• [Task description] Could you find every line in the records below that contains the word "fuel" and copy it?

*** Begin section ***

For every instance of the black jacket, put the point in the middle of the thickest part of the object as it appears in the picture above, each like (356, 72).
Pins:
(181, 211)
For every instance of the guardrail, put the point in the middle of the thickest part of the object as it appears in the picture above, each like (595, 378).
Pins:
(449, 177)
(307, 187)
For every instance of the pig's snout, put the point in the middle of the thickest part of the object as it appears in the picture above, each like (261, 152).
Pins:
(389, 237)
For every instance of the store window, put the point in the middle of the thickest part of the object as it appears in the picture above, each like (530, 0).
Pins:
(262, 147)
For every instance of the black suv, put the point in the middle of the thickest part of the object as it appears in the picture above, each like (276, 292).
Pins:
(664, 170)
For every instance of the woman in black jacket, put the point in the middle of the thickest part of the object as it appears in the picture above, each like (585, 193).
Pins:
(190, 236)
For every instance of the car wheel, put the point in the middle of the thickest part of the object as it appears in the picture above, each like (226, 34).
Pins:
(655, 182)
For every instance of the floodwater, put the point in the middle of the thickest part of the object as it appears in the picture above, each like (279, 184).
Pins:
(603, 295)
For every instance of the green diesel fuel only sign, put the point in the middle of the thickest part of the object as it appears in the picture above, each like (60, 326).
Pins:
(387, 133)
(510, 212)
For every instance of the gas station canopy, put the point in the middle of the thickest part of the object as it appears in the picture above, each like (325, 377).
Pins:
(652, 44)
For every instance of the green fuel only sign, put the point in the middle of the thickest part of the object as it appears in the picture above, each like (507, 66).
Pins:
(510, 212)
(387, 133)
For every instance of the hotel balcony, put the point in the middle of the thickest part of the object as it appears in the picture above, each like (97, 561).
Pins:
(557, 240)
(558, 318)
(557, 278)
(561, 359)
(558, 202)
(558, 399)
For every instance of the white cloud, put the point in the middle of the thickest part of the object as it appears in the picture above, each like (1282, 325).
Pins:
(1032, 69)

*** End section ***

• [Exercise response]
For every instance of the green diesel fuel only sign, put the point in the middle of the thickest part of the object as it appears in the picture above, each like (60, 326).
For every instance of the green fuel only sign, put the point in the middle of the thickest part of the object as it appears in the picture above, each like (507, 66).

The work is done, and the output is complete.